Out of the data below, copy every line with the string "tree".

==== Study material ====

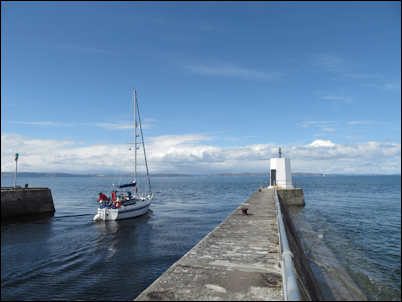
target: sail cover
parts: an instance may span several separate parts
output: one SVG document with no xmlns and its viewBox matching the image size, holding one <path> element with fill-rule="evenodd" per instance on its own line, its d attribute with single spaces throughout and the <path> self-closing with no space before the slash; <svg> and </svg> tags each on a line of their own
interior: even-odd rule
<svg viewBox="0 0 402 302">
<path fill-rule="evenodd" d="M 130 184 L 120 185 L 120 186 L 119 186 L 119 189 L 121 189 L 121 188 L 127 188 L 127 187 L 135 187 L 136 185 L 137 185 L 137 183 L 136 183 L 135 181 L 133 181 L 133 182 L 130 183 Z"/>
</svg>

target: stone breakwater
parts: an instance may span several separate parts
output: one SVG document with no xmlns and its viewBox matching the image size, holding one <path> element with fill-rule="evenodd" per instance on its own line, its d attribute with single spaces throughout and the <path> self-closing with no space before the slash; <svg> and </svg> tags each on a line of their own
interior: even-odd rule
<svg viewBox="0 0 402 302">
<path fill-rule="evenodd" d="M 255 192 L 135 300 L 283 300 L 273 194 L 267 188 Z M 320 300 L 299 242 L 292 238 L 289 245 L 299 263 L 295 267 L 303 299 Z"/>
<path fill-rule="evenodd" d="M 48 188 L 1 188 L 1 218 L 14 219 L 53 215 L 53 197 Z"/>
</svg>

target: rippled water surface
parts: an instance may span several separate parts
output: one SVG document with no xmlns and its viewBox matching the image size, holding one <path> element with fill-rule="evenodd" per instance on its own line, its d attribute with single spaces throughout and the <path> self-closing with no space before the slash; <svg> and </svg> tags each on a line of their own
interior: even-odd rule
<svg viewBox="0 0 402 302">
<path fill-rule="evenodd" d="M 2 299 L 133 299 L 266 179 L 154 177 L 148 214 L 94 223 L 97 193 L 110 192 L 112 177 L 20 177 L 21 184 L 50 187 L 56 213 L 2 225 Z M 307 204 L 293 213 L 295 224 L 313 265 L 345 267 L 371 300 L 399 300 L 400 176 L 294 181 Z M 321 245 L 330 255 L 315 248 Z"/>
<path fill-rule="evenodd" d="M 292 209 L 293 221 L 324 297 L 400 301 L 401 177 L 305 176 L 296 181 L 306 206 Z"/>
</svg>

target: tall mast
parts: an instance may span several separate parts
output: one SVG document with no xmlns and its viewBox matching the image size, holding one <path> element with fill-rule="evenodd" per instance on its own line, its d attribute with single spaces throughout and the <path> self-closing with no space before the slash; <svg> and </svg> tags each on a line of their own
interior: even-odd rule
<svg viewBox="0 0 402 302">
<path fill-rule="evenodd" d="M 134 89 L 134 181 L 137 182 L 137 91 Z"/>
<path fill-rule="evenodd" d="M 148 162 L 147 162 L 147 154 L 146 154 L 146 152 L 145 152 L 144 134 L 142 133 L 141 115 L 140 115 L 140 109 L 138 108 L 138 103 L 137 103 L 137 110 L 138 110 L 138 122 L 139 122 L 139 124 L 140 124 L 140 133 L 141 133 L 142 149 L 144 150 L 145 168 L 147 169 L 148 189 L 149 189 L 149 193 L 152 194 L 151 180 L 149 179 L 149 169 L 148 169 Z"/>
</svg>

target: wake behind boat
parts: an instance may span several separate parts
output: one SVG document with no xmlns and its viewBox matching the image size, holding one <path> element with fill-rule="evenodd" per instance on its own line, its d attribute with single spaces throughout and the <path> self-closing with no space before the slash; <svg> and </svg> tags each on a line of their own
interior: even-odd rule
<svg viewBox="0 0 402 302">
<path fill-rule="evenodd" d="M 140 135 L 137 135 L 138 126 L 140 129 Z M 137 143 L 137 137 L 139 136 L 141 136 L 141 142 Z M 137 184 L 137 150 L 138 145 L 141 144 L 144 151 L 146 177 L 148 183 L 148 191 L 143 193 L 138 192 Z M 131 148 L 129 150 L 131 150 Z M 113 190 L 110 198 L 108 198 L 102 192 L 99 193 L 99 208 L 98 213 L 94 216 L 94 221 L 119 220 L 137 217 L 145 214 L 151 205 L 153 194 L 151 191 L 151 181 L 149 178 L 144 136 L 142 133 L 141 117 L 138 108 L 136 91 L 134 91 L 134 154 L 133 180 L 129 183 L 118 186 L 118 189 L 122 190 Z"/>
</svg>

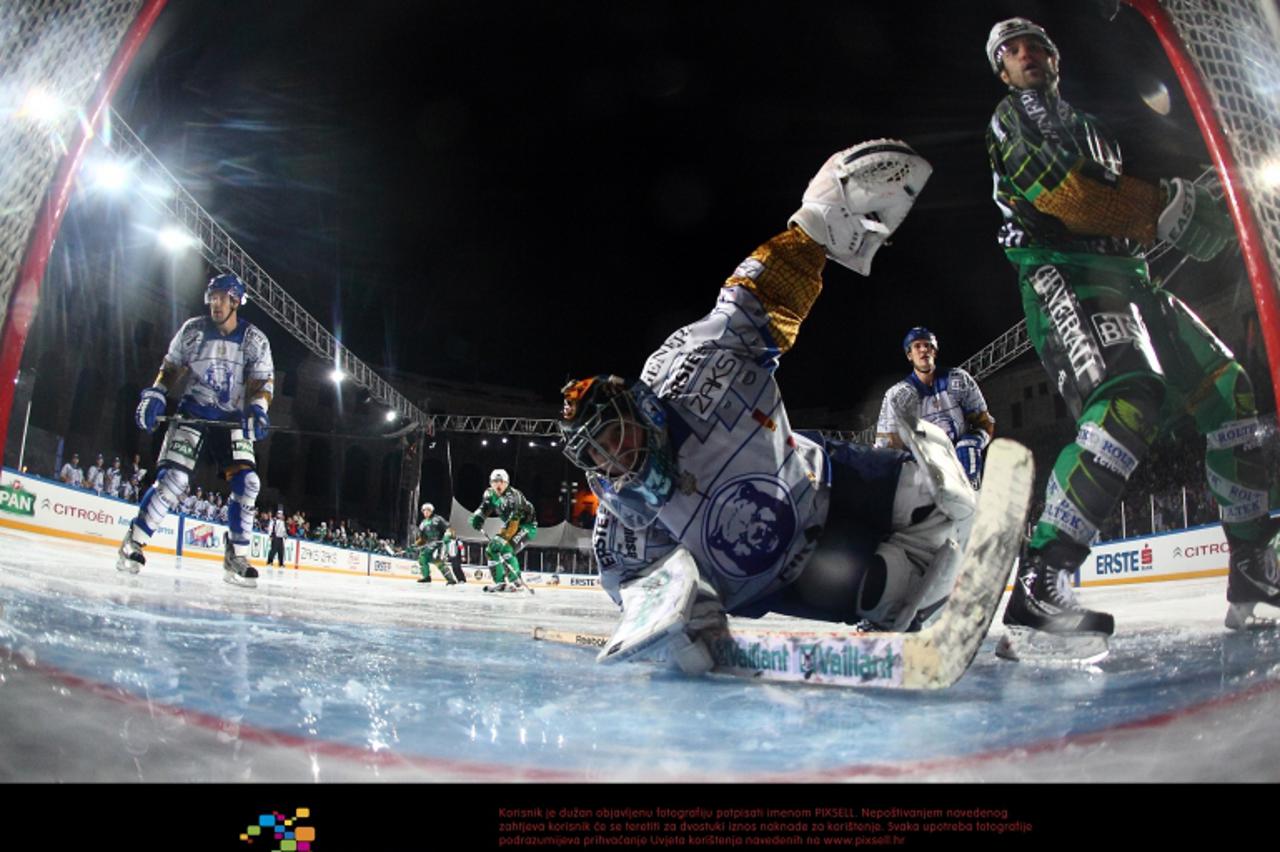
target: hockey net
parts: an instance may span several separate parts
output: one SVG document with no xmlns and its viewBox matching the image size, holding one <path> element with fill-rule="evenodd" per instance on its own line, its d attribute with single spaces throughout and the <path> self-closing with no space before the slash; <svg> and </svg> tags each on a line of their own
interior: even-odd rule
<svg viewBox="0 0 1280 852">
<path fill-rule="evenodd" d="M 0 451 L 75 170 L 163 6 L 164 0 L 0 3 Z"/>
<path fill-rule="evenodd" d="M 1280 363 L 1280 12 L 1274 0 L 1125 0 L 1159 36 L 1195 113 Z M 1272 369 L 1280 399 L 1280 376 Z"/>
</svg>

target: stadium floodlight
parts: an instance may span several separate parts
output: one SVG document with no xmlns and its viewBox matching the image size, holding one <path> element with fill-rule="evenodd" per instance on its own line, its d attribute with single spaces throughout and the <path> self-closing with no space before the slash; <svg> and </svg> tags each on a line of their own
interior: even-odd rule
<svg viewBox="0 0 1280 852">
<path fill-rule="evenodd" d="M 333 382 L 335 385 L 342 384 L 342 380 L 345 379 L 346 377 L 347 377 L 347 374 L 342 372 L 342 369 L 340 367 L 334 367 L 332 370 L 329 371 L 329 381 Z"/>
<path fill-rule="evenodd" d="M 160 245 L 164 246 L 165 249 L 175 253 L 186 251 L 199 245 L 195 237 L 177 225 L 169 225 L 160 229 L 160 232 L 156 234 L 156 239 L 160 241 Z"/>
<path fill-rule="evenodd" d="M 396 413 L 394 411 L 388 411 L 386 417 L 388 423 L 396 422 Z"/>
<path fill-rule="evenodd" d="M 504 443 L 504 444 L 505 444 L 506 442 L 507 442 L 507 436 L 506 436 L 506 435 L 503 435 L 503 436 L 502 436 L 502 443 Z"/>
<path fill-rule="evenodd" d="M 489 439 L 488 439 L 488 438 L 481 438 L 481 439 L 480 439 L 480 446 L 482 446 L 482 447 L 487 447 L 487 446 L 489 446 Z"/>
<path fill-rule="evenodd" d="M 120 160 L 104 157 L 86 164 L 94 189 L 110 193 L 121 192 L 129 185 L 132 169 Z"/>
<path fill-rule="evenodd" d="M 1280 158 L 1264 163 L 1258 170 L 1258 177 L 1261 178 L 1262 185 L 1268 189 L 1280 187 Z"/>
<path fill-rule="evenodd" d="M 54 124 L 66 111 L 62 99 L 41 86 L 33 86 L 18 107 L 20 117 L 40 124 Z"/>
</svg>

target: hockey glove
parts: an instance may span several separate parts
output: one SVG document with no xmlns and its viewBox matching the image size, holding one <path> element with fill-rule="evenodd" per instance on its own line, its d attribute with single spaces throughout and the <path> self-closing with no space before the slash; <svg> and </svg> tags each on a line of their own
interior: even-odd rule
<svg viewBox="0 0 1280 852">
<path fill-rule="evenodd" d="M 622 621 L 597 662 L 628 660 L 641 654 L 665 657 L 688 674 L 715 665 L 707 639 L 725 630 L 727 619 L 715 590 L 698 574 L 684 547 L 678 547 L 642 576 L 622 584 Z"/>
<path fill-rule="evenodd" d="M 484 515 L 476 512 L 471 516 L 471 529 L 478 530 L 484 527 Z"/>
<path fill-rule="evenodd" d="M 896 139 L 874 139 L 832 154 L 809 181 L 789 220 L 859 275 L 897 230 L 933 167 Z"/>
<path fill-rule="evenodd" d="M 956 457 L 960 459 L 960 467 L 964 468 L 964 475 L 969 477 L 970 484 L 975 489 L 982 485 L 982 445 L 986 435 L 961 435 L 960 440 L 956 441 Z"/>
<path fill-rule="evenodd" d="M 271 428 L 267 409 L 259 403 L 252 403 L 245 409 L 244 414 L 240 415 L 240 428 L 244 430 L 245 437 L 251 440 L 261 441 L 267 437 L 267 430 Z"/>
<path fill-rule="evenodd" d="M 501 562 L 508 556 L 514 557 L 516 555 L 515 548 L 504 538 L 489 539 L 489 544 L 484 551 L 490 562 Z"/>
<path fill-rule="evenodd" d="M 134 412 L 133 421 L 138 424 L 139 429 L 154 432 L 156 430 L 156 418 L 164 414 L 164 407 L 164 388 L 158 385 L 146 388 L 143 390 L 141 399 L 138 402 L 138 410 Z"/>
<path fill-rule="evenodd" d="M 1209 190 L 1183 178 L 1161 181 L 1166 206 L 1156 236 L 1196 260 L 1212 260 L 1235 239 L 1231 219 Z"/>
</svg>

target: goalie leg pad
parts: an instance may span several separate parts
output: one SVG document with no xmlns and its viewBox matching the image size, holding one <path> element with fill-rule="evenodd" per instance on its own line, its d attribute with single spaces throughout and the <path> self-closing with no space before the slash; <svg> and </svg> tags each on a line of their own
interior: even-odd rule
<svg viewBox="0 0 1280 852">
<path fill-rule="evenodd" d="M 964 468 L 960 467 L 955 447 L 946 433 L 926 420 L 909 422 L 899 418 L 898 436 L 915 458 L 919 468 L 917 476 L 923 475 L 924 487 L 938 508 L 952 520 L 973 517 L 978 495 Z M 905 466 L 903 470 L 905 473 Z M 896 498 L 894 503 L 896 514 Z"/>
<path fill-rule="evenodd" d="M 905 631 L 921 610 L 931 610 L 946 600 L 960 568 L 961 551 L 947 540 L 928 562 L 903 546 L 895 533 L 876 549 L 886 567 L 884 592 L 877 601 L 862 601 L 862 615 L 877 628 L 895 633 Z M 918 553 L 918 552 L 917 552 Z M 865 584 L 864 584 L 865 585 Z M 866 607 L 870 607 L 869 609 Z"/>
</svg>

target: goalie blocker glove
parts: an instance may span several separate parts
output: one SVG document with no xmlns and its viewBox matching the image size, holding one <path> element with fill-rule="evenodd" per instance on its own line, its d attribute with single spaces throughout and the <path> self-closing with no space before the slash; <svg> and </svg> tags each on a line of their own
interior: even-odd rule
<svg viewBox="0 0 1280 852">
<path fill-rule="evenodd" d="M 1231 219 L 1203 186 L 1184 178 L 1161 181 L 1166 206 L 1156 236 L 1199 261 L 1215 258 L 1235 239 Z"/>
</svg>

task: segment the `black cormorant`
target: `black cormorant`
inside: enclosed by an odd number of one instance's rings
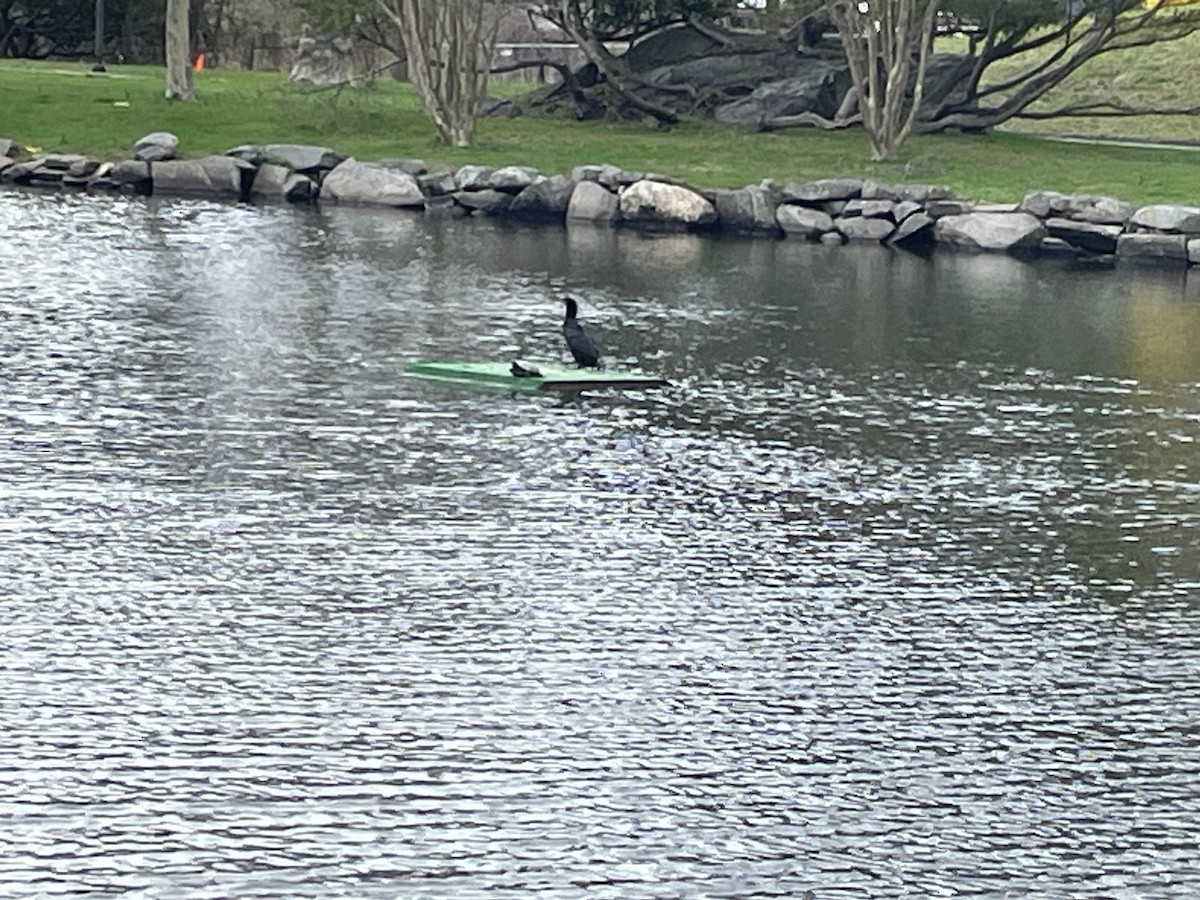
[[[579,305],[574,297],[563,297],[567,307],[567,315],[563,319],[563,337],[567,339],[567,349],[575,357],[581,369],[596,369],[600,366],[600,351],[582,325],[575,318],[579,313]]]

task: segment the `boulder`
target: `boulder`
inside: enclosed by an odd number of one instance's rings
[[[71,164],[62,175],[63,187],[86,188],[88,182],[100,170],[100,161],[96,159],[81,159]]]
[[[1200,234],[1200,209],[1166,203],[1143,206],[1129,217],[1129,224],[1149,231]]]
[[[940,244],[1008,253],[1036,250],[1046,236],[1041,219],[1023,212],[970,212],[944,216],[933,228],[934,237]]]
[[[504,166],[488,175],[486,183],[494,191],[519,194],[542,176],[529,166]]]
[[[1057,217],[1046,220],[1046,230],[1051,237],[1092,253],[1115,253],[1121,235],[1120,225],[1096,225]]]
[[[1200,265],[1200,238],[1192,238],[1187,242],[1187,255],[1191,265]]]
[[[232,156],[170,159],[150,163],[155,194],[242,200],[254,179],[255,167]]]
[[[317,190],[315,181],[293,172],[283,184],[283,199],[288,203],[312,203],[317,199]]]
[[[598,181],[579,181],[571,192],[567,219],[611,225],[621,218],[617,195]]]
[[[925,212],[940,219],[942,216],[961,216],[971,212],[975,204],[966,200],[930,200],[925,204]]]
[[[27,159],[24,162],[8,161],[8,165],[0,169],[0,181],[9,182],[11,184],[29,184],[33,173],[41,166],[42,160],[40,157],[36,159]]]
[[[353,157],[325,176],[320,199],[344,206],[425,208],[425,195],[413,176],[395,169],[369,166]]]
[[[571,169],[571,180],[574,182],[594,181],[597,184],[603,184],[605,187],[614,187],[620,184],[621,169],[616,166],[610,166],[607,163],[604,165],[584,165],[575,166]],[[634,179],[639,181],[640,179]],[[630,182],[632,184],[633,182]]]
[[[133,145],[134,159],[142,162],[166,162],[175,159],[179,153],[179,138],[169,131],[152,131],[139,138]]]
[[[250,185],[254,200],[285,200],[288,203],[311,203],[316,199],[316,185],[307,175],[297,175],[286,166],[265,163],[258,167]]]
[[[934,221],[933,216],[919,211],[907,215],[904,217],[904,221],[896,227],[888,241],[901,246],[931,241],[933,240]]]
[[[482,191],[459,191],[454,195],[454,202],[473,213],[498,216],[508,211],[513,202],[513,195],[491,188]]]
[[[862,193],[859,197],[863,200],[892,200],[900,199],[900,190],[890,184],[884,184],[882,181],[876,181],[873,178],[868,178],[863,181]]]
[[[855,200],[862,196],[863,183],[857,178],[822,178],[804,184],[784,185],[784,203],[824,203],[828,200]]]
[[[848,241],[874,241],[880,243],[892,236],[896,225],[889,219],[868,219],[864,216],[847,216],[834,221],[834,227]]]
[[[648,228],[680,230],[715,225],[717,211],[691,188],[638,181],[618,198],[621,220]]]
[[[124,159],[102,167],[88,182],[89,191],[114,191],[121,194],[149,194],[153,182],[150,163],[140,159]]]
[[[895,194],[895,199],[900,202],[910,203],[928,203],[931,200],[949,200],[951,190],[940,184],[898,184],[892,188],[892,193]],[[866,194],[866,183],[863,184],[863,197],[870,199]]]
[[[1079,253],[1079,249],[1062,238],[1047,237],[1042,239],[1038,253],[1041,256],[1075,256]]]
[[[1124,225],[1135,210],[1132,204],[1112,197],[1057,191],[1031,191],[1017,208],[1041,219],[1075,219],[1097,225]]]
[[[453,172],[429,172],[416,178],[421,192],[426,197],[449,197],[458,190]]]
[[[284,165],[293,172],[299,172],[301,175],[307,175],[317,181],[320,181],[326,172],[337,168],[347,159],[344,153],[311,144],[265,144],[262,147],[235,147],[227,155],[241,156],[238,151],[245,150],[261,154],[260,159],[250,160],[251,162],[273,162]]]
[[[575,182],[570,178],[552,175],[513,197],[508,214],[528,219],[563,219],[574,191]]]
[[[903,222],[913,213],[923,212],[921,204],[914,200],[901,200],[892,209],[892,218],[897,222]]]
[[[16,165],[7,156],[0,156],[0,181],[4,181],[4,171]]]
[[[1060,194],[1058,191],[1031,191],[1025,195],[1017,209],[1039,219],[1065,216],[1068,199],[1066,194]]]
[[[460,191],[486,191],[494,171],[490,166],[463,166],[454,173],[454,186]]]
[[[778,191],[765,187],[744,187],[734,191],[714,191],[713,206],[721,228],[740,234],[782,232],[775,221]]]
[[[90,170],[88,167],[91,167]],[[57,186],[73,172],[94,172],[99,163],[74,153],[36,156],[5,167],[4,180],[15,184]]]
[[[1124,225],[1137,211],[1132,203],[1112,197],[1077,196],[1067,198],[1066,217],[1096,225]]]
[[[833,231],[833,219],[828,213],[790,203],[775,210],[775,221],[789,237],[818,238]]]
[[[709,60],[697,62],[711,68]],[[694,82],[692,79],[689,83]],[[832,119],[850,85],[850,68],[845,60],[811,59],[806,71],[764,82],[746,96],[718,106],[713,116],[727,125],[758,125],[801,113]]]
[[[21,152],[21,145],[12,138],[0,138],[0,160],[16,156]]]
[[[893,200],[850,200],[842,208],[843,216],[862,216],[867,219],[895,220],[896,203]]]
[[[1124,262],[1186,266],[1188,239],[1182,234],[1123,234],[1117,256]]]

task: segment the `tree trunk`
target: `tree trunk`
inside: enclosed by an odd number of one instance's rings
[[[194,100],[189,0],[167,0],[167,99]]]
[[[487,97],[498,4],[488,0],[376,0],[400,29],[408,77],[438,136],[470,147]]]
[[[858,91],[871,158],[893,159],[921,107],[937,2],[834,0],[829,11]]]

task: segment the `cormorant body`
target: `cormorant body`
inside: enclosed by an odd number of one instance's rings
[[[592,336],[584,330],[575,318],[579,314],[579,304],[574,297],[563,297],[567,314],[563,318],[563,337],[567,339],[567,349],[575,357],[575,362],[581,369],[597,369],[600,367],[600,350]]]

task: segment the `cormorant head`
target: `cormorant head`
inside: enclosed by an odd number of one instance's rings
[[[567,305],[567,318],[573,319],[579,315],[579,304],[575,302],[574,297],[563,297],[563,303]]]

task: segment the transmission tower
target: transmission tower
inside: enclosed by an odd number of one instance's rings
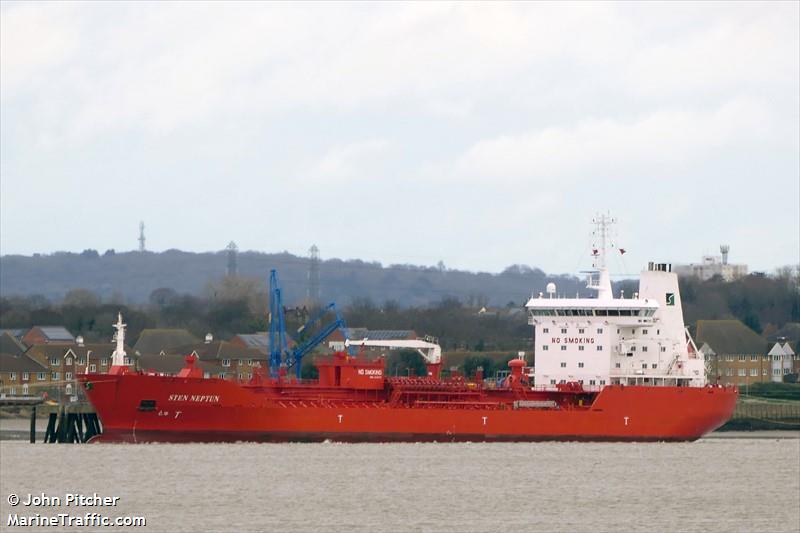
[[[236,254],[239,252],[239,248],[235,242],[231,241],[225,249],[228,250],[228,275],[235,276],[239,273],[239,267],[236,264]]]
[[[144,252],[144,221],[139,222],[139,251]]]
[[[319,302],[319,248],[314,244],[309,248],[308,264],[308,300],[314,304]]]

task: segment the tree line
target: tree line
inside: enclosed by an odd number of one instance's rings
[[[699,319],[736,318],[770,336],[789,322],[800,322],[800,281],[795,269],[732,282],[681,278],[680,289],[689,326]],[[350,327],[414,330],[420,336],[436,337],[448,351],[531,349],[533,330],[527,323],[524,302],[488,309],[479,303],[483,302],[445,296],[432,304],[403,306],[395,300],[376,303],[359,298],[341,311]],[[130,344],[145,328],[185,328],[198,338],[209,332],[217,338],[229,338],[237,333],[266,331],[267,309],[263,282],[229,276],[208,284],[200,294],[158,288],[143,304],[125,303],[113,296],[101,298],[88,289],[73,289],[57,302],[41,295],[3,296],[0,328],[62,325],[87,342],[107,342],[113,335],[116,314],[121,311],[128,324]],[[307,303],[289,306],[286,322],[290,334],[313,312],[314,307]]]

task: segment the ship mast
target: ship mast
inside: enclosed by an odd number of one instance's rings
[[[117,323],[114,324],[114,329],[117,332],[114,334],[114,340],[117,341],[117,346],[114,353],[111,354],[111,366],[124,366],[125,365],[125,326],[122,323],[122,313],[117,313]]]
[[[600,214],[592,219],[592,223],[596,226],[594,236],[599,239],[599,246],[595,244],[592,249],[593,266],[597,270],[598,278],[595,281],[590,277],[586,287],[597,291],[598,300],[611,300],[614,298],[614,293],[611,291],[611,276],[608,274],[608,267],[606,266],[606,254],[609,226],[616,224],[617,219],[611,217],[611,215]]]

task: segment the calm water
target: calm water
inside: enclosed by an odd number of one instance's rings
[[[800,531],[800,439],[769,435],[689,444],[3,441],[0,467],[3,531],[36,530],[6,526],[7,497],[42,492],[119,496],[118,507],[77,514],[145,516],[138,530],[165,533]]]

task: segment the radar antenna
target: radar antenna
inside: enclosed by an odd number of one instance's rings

====

◆ **Response area**:
task: segment the `tree trunk`
target: `tree trunk`
task: segment the tree line
target: tree line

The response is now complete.